Region pointing data:
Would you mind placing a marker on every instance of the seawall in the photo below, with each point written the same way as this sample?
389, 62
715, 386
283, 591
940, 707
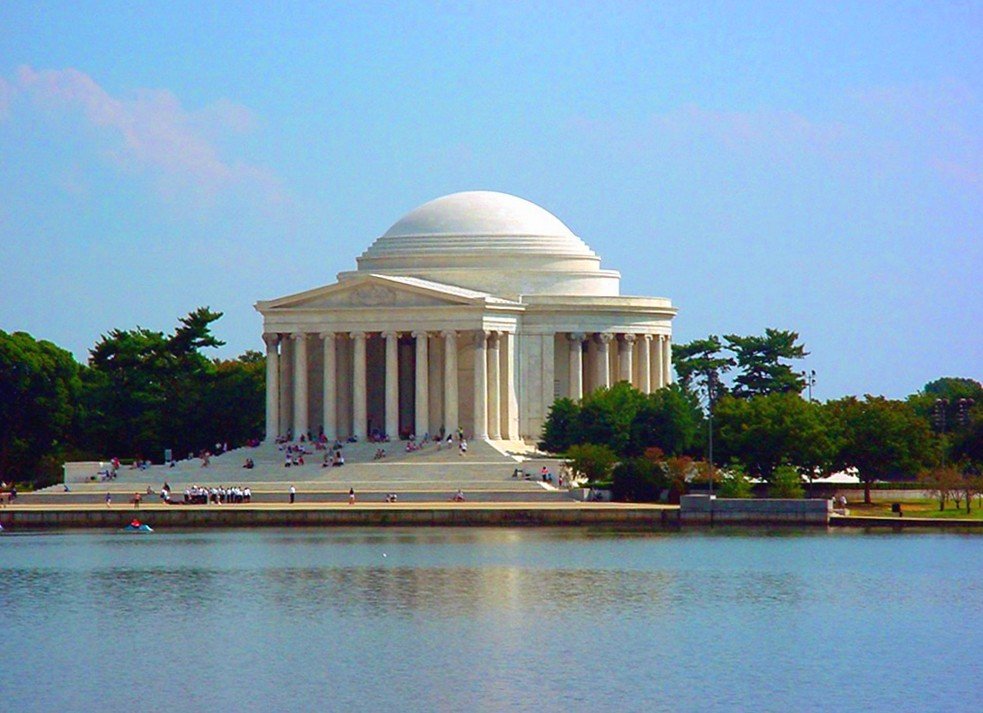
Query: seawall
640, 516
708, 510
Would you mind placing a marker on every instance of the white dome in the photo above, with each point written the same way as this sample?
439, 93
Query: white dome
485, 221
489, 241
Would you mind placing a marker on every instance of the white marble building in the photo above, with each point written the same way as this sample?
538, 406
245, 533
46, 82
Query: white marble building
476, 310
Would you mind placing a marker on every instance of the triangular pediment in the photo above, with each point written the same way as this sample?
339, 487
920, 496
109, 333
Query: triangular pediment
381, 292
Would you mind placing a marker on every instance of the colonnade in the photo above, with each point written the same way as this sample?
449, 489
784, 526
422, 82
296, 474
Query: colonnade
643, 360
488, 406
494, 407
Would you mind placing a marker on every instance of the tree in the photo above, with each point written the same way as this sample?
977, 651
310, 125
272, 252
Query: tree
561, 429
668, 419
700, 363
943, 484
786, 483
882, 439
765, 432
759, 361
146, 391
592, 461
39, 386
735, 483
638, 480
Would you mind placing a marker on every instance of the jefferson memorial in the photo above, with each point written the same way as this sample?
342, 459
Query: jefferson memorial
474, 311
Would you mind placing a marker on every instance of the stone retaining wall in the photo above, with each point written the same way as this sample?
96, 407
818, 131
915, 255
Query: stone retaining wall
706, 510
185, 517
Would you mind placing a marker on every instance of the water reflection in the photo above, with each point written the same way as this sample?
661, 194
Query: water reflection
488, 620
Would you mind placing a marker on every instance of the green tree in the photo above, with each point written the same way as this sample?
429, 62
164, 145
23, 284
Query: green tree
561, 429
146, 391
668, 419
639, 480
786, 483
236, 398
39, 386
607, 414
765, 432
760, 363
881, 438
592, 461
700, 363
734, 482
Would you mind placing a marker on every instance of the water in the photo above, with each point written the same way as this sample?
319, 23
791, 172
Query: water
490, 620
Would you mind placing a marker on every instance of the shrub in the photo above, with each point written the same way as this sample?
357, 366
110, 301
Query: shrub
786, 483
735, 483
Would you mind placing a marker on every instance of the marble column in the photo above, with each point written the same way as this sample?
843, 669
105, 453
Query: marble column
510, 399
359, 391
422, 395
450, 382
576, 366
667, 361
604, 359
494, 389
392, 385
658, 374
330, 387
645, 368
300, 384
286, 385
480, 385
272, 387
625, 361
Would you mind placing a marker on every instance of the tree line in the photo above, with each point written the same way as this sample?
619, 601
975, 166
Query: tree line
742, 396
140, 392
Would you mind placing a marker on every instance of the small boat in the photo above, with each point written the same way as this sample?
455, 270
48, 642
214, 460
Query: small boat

* What you are asked to do *
A bare number is the whole answer: state how many lines in the data above contain "small".

* Result *
2